Golden Visa: Keuntungan, Kerugian, dan Kemungkinan Penerapannya di Indonesia

Golden Visa: Keuntungan, Kerugian, dan Kemungkinan Penerapannya di Indonesia
Lihat Foto

WJtoday, Bandung - Pascapandemi Covid-19, perekonomian Indonesia berhasil menunjukkan ketahanannya, ditandai dengan pertumbuhan ekonomi pada tahun 2022 mencapai 5,31 persen. Nilai ini lebih tinggi dibanding pertumbuhan ekonomi pada tahun 2021 yang mencapai 3,70 persen. 

Realisasi investasi penanaman modal asing (PMA) juga berhasil mencapai Rp654,4 triliun. Aliran investasi yang masuk ke Indonesia tentunya akan mendatangkan modal baru untuk membantu pembiayaan pembangunan, menciptakan lapangan kerja, serta transfer teknologi. 

Menyadari pentingnya investasi bagi stabilitas perekonomian Indonesia, Presiden Joko Widodo melakukan upaya meningkatkan masuknya investasi asing ke Indonesia.

Salah satu upaya yang dipertimbangkan untuk menggaet investor asing adalah rencana pemberlakuan kebijakan Golden Visa. Saat ini rencana pemberlakuan kebijakan Golden Visa  masih dirumuskan oleh kementerian/lembaga terkait, setelah sebelumnya dibahas bersama Presiden. 

Dalam sambutan Syukuran Hari Bhakti Imigrasi ke-73 tanggal 26 Januari 2023, Menteri Hukum dan Hak Asasi Manusia (HAM) secara khusus meminta jajaran Direktorat Jenderal Imigrasi untuk melakukan riset yang matang dan melakukan perbandingan dengan negara lain sebelum menetapkan kebijakan Golden Visa dimaksud.

Gambaran Umum tentang Kebijakan Golden Visa
Berdasarkan definisi OECD, Skema Izin Tinggal melalui Investasi (Residency by Investment) dan Kewarganegaraan melalui Investasi (Citizenship by Investment), atau sering disebut dengan ‘Golden Visa’ dan ‘Golden Passport”, merupakan kebijakan yang diberlakukan oleh suatu negara melalui mekanisme pemberian fasilitas izin tinggal atau berkewarganegaraan kepada Warga Negara Asing (WNA) melalui investasi atau membayar sejumlah biaya tertentu.

* RINGKASAN TUGAS A *
Menurut teks tentang Golden Visa, berapa persen pertumbuhan ekonomi Indonesia pada tahun 2022?
* RINGKASAN TUGAS B *
Lanjutkan teks tentang Golden Visa mulai dari kalimat terakhirnya.
Baris-baris data ini tidak berhubungan dengan teks tentang Golden Visa.

* INFORMASI HASIL EKSTRAKSI *

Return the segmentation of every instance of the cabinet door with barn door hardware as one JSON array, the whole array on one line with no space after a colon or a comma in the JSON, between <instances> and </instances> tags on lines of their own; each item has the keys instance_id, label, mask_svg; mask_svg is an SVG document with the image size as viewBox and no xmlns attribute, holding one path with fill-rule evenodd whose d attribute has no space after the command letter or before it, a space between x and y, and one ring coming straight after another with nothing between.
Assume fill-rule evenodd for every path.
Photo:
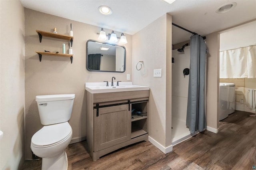
<instances>
[{"instance_id":1,"label":"cabinet door with barn door hardware","mask_svg":"<svg viewBox=\"0 0 256 170\"><path fill-rule=\"evenodd\" d=\"M131 139L128 104L99 108L98 114L96 112L94 109L94 152Z\"/></svg>"}]
</instances>

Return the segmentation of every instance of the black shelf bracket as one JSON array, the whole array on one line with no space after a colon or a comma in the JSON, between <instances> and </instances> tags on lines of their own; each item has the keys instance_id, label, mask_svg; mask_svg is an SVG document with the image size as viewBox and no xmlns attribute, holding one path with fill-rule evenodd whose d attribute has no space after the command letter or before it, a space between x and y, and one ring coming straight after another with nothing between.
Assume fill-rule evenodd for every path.
<instances>
[{"instance_id":1,"label":"black shelf bracket","mask_svg":"<svg viewBox=\"0 0 256 170\"><path fill-rule=\"evenodd\" d=\"M71 38L70 40L70 42L71 43L71 47L73 45L73 38Z\"/></svg>"},{"instance_id":2,"label":"black shelf bracket","mask_svg":"<svg viewBox=\"0 0 256 170\"><path fill-rule=\"evenodd\" d=\"M39 61L41 62L42 61L42 54L38 53L38 56L39 57Z\"/></svg>"},{"instance_id":3,"label":"black shelf bracket","mask_svg":"<svg viewBox=\"0 0 256 170\"><path fill-rule=\"evenodd\" d=\"M42 42L42 38L43 36L42 36L42 35L41 35L41 34L39 33L39 32L38 32L37 34L38 34L38 36L39 36L39 41L40 41L40 42Z\"/></svg>"}]
</instances>

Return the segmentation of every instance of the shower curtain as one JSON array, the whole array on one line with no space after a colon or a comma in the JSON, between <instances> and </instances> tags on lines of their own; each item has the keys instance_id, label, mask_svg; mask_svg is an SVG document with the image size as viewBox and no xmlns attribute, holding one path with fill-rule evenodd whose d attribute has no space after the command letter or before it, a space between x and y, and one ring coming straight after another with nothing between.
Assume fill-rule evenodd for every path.
<instances>
[{"instance_id":1,"label":"shower curtain","mask_svg":"<svg viewBox=\"0 0 256 170\"><path fill-rule=\"evenodd\" d=\"M190 65L186 125L191 134L206 128L204 86L206 46L198 35L190 37Z\"/></svg>"}]
</instances>

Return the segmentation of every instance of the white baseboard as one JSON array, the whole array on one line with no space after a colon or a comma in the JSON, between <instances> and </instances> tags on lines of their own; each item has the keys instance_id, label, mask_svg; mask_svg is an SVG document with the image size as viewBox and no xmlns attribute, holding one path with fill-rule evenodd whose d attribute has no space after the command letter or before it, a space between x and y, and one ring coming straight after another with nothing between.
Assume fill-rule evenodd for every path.
<instances>
[{"instance_id":1,"label":"white baseboard","mask_svg":"<svg viewBox=\"0 0 256 170\"><path fill-rule=\"evenodd\" d=\"M207 126L206 129L207 130L210 131L210 132L212 132L213 133L218 133L218 129L214 128Z\"/></svg>"},{"instance_id":2,"label":"white baseboard","mask_svg":"<svg viewBox=\"0 0 256 170\"><path fill-rule=\"evenodd\" d=\"M86 136L77 137L76 138L72 138L72 139L71 139L71 141L70 141L70 144L77 143L78 142L82 141L83 140L86 140Z\"/></svg>"},{"instance_id":3,"label":"white baseboard","mask_svg":"<svg viewBox=\"0 0 256 170\"><path fill-rule=\"evenodd\" d=\"M165 147L162 145L158 143L156 140L151 138L150 136L148 136L148 141L150 141L152 144L155 145L157 148L159 149L160 150L162 151L164 154L166 154L167 153L169 153L170 152L172 151L172 145L171 144L167 147Z\"/></svg>"}]
</instances>

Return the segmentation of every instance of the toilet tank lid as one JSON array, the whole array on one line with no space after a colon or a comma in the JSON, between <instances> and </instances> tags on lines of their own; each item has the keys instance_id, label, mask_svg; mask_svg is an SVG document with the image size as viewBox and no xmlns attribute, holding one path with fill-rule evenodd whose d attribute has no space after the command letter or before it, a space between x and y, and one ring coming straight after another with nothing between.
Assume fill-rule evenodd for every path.
<instances>
[{"instance_id":1,"label":"toilet tank lid","mask_svg":"<svg viewBox=\"0 0 256 170\"><path fill-rule=\"evenodd\" d=\"M56 101L70 100L75 98L74 94L42 95L36 96L36 101Z\"/></svg>"}]
</instances>

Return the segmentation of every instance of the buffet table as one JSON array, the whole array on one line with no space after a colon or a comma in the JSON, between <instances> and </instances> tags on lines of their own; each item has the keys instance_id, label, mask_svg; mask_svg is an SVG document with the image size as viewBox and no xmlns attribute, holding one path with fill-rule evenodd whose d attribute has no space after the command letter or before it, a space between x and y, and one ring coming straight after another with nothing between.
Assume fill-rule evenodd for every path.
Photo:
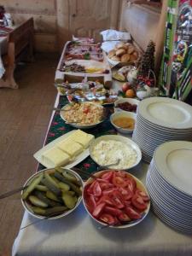
<instances>
[{"instance_id":1,"label":"buffet table","mask_svg":"<svg viewBox=\"0 0 192 256\"><path fill-rule=\"evenodd\" d=\"M55 107L66 103L64 96L56 97ZM110 110L110 108L109 108ZM59 113L54 112L49 125L44 143L69 131L71 126L62 123ZM93 133L98 136L113 134L115 131L104 122ZM88 131L89 132L89 131ZM91 131L90 131L91 132ZM80 167L89 172L96 166L88 157ZM148 165L142 162L130 172L145 183ZM43 166L39 166L38 169ZM61 219L37 221L26 212L21 223L26 227L20 230L13 246L13 255L191 255L191 236L181 234L164 224L150 210L146 218L139 224L116 230L99 229L86 212L83 203L69 216Z\"/></svg>"}]
</instances>

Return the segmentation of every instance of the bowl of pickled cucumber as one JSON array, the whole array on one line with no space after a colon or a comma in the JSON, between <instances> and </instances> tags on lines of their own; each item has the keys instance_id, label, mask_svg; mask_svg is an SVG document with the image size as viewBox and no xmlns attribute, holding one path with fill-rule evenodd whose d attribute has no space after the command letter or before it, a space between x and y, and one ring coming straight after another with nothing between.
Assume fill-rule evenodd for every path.
<instances>
[{"instance_id":1,"label":"bowl of pickled cucumber","mask_svg":"<svg viewBox=\"0 0 192 256\"><path fill-rule=\"evenodd\" d=\"M24 184L21 202L33 217L55 219L73 212L82 200L83 180L70 169L44 169Z\"/></svg>"}]
</instances>

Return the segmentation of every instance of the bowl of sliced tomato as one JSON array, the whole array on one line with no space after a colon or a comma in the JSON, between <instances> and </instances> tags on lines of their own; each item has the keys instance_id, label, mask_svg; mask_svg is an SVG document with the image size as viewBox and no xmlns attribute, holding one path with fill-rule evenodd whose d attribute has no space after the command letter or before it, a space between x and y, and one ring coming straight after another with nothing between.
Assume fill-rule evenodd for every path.
<instances>
[{"instance_id":1,"label":"bowl of sliced tomato","mask_svg":"<svg viewBox=\"0 0 192 256\"><path fill-rule=\"evenodd\" d=\"M90 177L84 184L83 202L94 220L116 229L139 224L150 208L149 195L143 183L119 170L104 170Z\"/></svg>"}]
</instances>

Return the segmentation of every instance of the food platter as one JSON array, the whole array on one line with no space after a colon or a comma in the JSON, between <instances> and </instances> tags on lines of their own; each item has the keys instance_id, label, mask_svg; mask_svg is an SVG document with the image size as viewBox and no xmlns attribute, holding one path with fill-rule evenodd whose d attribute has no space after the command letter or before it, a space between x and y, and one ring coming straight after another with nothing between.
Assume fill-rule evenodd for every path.
<instances>
[{"instance_id":1,"label":"food platter","mask_svg":"<svg viewBox=\"0 0 192 256\"><path fill-rule=\"evenodd\" d=\"M118 93L113 90L107 90L99 81L87 81L81 83L62 83L57 85L61 96L67 96L69 102L91 102L102 105L111 105L118 99Z\"/></svg>"},{"instance_id":2,"label":"food platter","mask_svg":"<svg viewBox=\"0 0 192 256\"><path fill-rule=\"evenodd\" d=\"M44 158L43 157L43 154L52 148L55 145L56 145L57 143L59 143L60 142L61 142L63 139L67 138L67 137L69 137L70 135L72 135L74 131L69 131L62 136L61 136L60 137L56 138L55 140L52 141L51 143L49 143L49 144L47 144L46 146L44 146L44 148L42 148L40 150L38 150L38 152L36 152L33 156L34 158L43 166L44 166L47 168L54 168L55 166L50 166L49 163L48 163ZM72 162L70 162L69 164L66 165L65 167L66 168L72 168L73 166L75 166L76 165L78 165L79 163L80 163L82 160L84 160L86 157L88 157L90 155L90 151L88 148L84 149L81 154L79 154Z\"/></svg>"},{"instance_id":3,"label":"food platter","mask_svg":"<svg viewBox=\"0 0 192 256\"><path fill-rule=\"evenodd\" d=\"M69 81L70 83L81 82L84 76L87 76L90 79L99 80L101 83L110 88L112 85L112 73L109 64L107 61L105 53L102 50L96 54L99 58L92 58L90 51L89 51L90 58L82 58L82 55L77 55L75 58L68 58L68 45L71 41L66 43L61 61L57 67L56 77L61 79L62 81ZM79 46L82 49L85 47L87 49L89 44L80 44ZM98 45L95 45L98 48ZM90 44L90 47L92 46ZM81 50L80 50L81 51ZM88 52L85 50L85 54ZM83 55L84 53L83 54ZM79 57L78 57L79 55ZM102 56L102 58L100 58Z\"/></svg>"},{"instance_id":4,"label":"food platter","mask_svg":"<svg viewBox=\"0 0 192 256\"><path fill-rule=\"evenodd\" d=\"M94 102L69 103L60 112L61 119L79 129L93 128L105 119L105 108Z\"/></svg>"},{"instance_id":5,"label":"food platter","mask_svg":"<svg viewBox=\"0 0 192 256\"><path fill-rule=\"evenodd\" d=\"M44 218L47 218L47 217L49 217L49 219L61 218L66 217L66 216L69 215L70 213L72 213L79 207L79 205L80 204L80 202L82 201L82 195L78 195L77 201L73 205L73 207L66 209L66 206L62 206L61 207L63 208L63 210L61 210L61 207L55 207L55 205L56 205L56 201L53 201L52 199L51 199L52 196L53 196L53 194L50 193L50 195L52 195L52 196L49 195L48 197L48 195L46 193L44 193L44 192L42 193L42 190L38 190L38 189L33 189L31 192L29 192L29 195L27 195L27 197L24 199L25 193L26 192L27 189L30 186L31 187L33 186L32 183L35 180L37 180L38 177L40 177L40 176L43 176L43 175L44 176L44 174L45 175L49 175L49 176L52 175L54 173L53 172L55 172L55 171L56 170L54 170L54 169L44 169L44 170L42 170L42 171L40 171L38 172L34 173L25 183L25 184L24 184L23 187L26 188L26 189L22 190L22 192L21 192L21 203L23 205L23 207L32 217L35 217L35 218L40 218L40 219L44 219ZM76 180L79 183L79 184L81 184L81 186L83 188L83 185L84 185L83 180L82 180L81 177L78 173L76 173L75 172L73 172L71 169L65 169L65 170L63 170L63 172L67 172L67 173L69 173L70 176L72 175L73 177L75 177ZM58 180L58 181L60 181L60 180ZM36 185L36 186L38 187L38 185ZM35 188L36 188L36 186L35 186ZM42 183L41 187L44 187L44 188L45 187L45 189L47 188L43 183ZM67 188L67 189L68 189ZM32 195L34 190L35 190L34 195ZM67 190L67 194L70 193L70 191L68 191L68 190ZM37 207L36 205L33 206L33 204L28 199L30 195L33 196L33 201L34 200L36 201L34 201L35 203L37 203L37 200L38 200L38 203L39 203L39 198L40 198L40 203L44 203L44 203L45 204L48 203L48 207L46 207L45 208L39 208L39 207ZM47 196L44 195L46 195ZM42 196L45 196L45 197L43 198L43 201L42 201ZM56 197L56 199L58 199L58 198ZM49 205L49 203L50 203L50 205ZM62 204L63 204L63 202L62 202ZM40 212L39 212L39 210L40 210ZM55 211L56 211L56 210L58 211L59 210L59 212L58 213L56 213L56 212L55 213L55 212L53 212L54 210ZM42 214L41 212L43 212L43 214ZM46 215L44 215L44 214L46 214L46 215L48 214L48 215L46 216Z\"/></svg>"},{"instance_id":6,"label":"food platter","mask_svg":"<svg viewBox=\"0 0 192 256\"><path fill-rule=\"evenodd\" d=\"M104 170L95 176L97 180L90 177L84 183L83 202L96 222L109 228L126 229L144 219L150 208L150 201L140 180L126 172L114 170ZM132 188L131 190L126 189L126 183ZM137 201L138 194L141 204Z\"/></svg>"}]
</instances>

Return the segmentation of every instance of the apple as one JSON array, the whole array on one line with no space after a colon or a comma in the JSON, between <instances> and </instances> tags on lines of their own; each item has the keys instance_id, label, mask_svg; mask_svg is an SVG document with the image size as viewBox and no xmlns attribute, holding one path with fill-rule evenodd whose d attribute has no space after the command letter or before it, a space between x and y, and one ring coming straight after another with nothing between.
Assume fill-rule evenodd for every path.
<instances>
[{"instance_id":1,"label":"apple","mask_svg":"<svg viewBox=\"0 0 192 256\"><path fill-rule=\"evenodd\" d=\"M130 83L124 83L122 85L122 91L125 92L127 90L131 89Z\"/></svg>"}]
</instances>

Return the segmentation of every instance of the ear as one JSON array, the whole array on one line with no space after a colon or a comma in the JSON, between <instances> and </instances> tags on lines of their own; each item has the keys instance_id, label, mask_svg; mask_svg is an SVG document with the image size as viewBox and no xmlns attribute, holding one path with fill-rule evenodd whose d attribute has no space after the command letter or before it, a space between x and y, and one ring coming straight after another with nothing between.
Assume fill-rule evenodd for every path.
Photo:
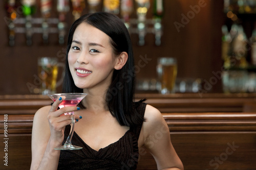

* JAWABAN LATIHAN A *
5,31 persen.

* JAWABAN LATIHAN B *
Beberapa negara menggunakan istilah bervariasi dalam penamaan Golden Visa. Indonesia dapat saja menggunakan istilah lain, misalnya Visa atau Izin Tinggal Terbatas. Pemegang Golden Visa akan menikmati manfaat eksklusif yang tidak diterima oleh pemegang visa pada umumnya.

Antara lain prosedur dan persyaratan permohonan visa dan urusan imigrasi lebih mudah dan cepat, mobilitas dengan multiple entries, jangka waktu tinggal lebih lama, hak untuk memiliki aset di dalam negara, serta menjadi jalur fast track untuk pengajuan kewarganegaraan.

Skema Golden Visa diharapkan dapat menarik lebih banyak investasi asing masuk di berbagai instrumen, baik itu pada investment funds, obligasi pemerintah, saham perusahaan, maupun properti. 

Pada tahun 2018, Transparency International telah melakukan kajian dan mengestimasi pada rentang waktu tahun 2008-2018, Uni Eropa menerima sekitar EUR 25 miliar (Rp407 triliun) dalam bentuk PMA berkat pemberlakukan skema Golden Visa di negara-negara anggotanya. 

Meskipun Golden Visa diasosiasikan dengan visa investor, beberapa negara juga membuka kesempatan kepada individu noninvestor dengan keahlian khusus untuk mendapatkan Golden Visa.

Praktik Pemberlakuan Kebijakan Golden Visa di Berbagai Negara
Pada tahun 2022, diperkirakan lebih dari 60 negara telah memberlakukan kebijakan pemberian izin tinggal dan kewarganegaraan berbasis investasi. 

Praktik pemberian izin tinggal dan kewarganegaraan berbasis investasi pertama kali dilakukan oleh negara Saint Kitts & Nevis, negara kecil dengan dua pulau di kawasan Karibia, pada tahun 1984. Dengan memberikan donasi minimal 150 ribu dolar AS (Rp2,2 miliar) pada instrumen Sustainable Growth Fund atau memiliki investasi di sektor real estat minimal senilai 200 ribu dolar AS (Rp3 miliar), seorang WNA bisa mendapatkan kewarganegaraan Saint Kitts & Nevis. 

Pada tahun 1986 Kanada mulai memberlakukan kebijakan pemberian izin tinggal berbasis investasi melalui Immigrant Investor Program (program ini dihentikan pada tahun 2014), disusul oleh Amerika Serikat pada tahun 1990. 

Amerika Serikat, melalui EB-5 Immigrant Investor Program, memberikan izin tinggal bersyarat selama 2 tahun dan dapat diperpanjang untuk investor asing dengan minimal nilai investasi 1,05 juta dolar AS (Rp16 miliar).

Krisis keuangan global yang terjadi pada tahun 2007-2008, menjadikan praktik pemberian Golden Visa semakin marak dilakukan oleh negara-negara Eropa dalam rangka pemulihan ekonomi.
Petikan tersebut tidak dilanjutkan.